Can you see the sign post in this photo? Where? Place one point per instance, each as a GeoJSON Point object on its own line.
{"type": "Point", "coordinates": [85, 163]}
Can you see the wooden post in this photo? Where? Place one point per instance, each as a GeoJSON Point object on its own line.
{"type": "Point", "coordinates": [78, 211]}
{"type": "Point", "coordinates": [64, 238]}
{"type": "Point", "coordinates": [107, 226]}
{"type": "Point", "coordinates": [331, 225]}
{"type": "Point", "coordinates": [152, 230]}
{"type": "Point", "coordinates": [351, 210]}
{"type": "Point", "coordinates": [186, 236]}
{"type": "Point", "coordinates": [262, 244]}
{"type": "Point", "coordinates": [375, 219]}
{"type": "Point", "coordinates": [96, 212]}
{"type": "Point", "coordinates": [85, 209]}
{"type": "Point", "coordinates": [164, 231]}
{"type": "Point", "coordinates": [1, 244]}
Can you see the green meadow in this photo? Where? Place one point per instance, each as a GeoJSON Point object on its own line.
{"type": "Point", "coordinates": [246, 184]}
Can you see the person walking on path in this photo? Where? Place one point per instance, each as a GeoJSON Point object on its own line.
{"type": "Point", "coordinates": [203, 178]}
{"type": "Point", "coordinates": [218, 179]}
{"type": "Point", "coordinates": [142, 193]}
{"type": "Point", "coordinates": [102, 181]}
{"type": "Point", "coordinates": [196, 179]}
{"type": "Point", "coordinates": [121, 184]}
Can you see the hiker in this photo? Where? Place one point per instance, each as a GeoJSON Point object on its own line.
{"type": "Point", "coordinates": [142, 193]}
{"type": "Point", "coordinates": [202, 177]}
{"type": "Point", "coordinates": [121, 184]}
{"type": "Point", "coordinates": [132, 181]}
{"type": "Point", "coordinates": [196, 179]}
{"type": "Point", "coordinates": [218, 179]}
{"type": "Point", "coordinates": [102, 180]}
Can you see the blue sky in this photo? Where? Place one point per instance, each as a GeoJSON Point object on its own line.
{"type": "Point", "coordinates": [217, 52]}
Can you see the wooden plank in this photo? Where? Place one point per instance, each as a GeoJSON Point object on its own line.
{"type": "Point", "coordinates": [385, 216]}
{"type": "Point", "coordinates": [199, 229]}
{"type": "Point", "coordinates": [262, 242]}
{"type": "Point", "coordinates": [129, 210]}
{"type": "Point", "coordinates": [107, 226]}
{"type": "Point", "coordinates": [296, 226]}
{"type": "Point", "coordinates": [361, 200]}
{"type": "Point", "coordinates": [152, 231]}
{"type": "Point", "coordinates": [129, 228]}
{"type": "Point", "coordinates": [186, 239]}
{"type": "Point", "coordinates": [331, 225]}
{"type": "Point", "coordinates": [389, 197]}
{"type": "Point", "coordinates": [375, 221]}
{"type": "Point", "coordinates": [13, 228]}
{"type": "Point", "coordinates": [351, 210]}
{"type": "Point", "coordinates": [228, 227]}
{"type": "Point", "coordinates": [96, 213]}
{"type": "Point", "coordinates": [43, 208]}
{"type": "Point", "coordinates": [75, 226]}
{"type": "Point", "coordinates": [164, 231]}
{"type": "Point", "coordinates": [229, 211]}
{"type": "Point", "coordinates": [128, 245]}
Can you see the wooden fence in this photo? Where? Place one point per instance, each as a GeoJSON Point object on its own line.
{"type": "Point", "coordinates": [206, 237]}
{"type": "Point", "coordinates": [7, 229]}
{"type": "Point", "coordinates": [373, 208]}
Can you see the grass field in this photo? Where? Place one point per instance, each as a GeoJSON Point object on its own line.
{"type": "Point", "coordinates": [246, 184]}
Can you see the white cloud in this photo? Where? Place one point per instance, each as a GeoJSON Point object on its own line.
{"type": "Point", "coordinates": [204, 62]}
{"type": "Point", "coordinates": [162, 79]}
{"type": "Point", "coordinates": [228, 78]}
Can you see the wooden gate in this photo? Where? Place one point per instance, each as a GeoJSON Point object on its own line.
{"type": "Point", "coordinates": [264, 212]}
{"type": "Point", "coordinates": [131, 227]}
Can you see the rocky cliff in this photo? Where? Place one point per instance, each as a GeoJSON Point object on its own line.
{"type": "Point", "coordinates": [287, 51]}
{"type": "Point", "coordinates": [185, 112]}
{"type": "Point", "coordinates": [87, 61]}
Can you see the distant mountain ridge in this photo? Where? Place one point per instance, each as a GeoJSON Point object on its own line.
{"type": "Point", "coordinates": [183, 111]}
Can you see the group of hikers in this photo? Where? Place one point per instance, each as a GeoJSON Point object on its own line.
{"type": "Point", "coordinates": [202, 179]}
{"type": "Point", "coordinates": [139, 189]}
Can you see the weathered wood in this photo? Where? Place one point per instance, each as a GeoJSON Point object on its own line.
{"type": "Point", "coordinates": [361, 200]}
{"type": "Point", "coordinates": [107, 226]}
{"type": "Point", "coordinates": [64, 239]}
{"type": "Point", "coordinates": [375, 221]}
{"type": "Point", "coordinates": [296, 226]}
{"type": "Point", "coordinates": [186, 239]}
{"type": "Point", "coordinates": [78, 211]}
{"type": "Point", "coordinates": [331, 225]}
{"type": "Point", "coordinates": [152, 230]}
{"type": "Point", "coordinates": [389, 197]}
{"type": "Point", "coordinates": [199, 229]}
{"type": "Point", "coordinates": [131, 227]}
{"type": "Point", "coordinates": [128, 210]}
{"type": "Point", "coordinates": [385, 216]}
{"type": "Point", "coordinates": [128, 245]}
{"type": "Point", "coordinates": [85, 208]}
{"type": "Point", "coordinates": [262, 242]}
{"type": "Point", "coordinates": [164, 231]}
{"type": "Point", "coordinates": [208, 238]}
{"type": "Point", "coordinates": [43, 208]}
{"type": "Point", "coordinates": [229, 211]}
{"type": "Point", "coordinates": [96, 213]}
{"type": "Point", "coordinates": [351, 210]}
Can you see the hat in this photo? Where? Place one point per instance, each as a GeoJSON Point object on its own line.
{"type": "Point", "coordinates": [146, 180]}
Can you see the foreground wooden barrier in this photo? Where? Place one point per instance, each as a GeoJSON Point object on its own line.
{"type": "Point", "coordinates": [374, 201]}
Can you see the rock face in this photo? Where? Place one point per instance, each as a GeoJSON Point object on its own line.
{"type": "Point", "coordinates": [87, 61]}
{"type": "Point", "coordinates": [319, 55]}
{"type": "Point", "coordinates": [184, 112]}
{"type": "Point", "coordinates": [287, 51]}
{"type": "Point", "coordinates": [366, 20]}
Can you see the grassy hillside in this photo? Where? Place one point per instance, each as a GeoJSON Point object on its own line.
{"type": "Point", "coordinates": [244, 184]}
...
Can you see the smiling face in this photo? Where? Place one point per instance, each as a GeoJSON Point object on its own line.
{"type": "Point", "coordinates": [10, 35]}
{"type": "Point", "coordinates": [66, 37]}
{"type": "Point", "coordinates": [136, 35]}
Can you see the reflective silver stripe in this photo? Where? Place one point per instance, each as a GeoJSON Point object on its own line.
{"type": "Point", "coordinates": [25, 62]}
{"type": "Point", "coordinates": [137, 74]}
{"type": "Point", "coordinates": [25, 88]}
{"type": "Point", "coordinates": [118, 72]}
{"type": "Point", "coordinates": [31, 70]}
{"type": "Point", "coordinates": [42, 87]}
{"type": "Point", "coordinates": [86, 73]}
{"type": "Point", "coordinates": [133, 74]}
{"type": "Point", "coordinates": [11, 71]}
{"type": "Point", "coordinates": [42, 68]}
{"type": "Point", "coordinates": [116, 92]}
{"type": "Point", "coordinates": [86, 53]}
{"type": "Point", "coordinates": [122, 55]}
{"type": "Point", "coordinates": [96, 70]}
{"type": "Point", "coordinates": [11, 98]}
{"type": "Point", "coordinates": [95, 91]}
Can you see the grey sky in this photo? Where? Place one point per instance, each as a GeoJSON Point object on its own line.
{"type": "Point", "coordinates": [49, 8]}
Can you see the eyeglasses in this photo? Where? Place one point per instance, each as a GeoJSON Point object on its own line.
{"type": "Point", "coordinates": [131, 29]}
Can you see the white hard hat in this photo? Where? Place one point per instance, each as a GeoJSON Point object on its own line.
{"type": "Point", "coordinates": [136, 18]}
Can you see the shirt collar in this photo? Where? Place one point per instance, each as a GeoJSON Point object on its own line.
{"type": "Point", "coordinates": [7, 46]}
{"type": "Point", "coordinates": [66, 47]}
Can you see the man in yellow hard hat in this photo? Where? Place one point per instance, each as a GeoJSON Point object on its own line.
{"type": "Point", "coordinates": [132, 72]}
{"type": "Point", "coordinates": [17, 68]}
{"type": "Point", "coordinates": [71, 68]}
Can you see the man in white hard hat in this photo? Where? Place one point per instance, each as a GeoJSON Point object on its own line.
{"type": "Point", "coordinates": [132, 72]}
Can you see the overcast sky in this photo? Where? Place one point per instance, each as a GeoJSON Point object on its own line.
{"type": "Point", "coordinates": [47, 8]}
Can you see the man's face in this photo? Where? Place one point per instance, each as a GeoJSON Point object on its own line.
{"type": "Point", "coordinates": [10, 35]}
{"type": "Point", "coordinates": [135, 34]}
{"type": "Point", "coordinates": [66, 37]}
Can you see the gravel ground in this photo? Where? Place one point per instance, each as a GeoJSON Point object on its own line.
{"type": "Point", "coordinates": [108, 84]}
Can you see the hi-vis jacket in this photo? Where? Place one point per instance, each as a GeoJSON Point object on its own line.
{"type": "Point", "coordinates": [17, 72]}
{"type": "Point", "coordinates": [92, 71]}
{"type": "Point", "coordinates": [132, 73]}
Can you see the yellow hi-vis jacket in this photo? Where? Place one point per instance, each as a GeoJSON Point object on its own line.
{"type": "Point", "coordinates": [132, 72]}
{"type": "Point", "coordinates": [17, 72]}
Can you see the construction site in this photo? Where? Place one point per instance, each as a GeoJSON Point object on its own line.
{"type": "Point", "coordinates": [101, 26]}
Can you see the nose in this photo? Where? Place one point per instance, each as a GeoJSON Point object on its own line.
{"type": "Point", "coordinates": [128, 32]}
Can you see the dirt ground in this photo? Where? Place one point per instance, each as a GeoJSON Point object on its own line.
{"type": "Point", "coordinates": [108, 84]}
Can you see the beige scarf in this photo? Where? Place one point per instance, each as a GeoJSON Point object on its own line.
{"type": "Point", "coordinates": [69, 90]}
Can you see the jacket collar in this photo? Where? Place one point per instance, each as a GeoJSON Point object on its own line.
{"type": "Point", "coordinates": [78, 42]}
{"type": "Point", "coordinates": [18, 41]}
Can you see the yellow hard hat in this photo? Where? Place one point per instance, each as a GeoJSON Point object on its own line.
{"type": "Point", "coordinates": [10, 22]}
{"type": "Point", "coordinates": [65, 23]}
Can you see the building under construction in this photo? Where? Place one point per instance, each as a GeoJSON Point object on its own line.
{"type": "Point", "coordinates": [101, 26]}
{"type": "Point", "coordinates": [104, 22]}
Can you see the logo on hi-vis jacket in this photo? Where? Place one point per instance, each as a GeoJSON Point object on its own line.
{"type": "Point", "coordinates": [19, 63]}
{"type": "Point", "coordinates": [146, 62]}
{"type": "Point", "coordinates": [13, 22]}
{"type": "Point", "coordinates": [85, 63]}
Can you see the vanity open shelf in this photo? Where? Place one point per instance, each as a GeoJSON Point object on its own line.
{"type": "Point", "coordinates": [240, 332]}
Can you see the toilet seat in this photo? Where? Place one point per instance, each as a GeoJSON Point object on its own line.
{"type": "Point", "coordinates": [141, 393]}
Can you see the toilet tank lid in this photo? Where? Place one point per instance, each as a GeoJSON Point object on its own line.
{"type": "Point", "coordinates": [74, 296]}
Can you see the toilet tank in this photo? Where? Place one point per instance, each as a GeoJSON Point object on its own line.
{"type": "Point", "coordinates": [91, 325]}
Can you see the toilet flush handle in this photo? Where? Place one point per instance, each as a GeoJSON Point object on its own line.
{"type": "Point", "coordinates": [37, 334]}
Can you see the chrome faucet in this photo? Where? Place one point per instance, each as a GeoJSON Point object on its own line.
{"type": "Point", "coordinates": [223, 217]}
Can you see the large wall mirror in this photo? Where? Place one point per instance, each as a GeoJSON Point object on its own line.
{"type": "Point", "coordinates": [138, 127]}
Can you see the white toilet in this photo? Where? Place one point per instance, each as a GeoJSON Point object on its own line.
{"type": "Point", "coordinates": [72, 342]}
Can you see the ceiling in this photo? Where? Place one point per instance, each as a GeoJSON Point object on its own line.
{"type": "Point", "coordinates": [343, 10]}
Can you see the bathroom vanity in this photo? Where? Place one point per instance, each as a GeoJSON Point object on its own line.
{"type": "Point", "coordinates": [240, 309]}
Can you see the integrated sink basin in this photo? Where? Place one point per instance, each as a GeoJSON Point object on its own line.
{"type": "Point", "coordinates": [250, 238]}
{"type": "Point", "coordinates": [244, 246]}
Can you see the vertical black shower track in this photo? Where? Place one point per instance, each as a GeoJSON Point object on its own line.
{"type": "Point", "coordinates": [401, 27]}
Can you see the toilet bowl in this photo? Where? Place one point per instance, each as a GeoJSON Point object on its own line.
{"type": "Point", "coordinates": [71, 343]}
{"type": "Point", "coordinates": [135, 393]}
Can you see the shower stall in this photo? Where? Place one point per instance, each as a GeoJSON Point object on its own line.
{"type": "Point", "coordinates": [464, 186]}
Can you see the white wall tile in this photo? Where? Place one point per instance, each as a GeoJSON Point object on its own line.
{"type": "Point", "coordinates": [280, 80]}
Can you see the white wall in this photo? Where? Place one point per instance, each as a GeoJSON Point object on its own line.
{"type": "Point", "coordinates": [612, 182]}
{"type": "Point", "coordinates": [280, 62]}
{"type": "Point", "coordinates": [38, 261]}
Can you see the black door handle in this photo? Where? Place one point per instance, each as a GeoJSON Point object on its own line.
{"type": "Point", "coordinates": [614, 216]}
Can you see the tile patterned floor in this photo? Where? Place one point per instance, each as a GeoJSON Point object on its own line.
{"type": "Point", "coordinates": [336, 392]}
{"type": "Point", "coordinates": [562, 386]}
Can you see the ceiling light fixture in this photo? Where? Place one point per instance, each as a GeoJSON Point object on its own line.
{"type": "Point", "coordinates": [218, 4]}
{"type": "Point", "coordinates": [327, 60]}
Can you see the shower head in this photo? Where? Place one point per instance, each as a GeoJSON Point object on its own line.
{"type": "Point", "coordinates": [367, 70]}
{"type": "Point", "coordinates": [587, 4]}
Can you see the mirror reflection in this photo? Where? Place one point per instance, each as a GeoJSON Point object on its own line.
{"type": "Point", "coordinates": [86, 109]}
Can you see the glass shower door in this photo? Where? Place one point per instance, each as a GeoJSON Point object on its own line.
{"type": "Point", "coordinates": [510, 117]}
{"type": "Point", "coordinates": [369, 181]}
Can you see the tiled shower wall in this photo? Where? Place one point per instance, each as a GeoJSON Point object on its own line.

Work required: Send back exactly the lines of the listing above starting at the one with "Can you see the white wall tile" and ending at the one with "Can you see the tiled", inclusive, and no others.

Problem solution:
Can you see the white wall tile in this photo? Where? Place one point per instance, each as a GeoJSON Point object on its own line.
{"type": "Point", "coordinates": [280, 80]}
Can you see the white wall in this photo? Where? Place one point per instance, each as a GeoJSON Point object on its own line.
{"type": "Point", "coordinates": [612, 182]}
{"type": "Point", "coordinates": [280, 62]}
{"type": "Point", "coordinates": [38, 261]}
Can you see the black door handle in this photo? Where? Place one point per instance, each as a GeoJSON Point object on its own line.
{"type": "Point", "coordinates": [614, 216]}
Can you see the tile patterned floor in this photo? Where? Place one point per instance, each as a GeoJSON Point object on its own line.
{"type": "Point", "coordinates": [336, 392]}
{"type": "Point", "coordinates": [562, 386]}
Can you see the ceiling light fixture in this photo? Where? Place one point per instance, each as a GeoJSON Point object on its own line.
{"type": "Point", "coordinates": [218, 4]}
{"type": "Point", "coordinates": [327, 60]}
Can you see the shower head in this photo? Where? Place one point per instance, each as a GeoJSON Point object on its own line.
{"type": "Point", "coordinates": [367, 70]}
{"type": "Point", "coordinates": [587, 4]}
Can you see the mirror reflection in this photo? Where? Place one point per instance, each as a GeoJSON Point object on its own line.
{"type": "Point", "coordinates": [86, 109]}
Can you see the glass shower door in this photo? Where? Place one point per instance, each as a GeoJSON Point object on its own line.
{"type": "Point", "coordinates": [510, 117]}
{"type": "Point", "coordinates": [369, 181]}
Can you see the tiled shower wall in this photo? Where? Place one point per instance, each as a GeoJSON Point object on its own line.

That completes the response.